--- Begin PROVIDED INFORMATION ---

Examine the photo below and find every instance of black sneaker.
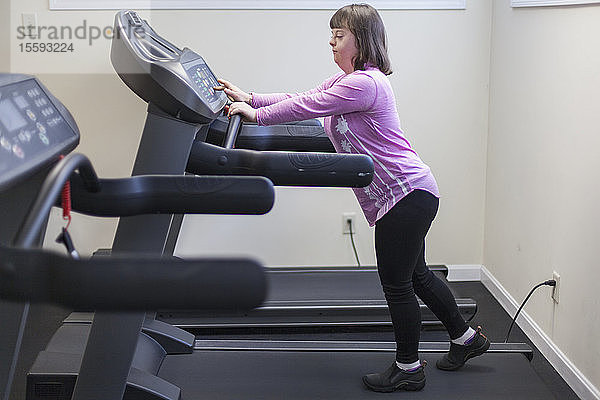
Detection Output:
[363,361,425,392]
[435,326,490,371]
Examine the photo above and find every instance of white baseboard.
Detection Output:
[446,264,482,282]
[480,266,600,400]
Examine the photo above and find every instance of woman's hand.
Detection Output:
[213,79,252,105]
[227,101,256,122]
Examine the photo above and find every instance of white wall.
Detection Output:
[5,0,491,265]
[0,2,10,72]
[484,1,600,396]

--- End PROVIDED INFORMATION ---

Extract every line of the items above word for word, leaving out any pictures.

Examine the photo below and find every instance of black sneaker.
Detection Output:
[363,361,425,392]
[435,326,490,371]
Examine the photo above and find every instance of white baseboard.
Detection Output:
[446,264,482,282]
[480,266,600,400]
Examine the photo above and find every instance of woman's hand.
Detection Output:
[213,79,252,105]
[227,101,256,122]
Examine the photo above and find every instance of white wall.
Detection Output:
[5,0,491,265]
[0,2,10,72]
[484,1,600,396]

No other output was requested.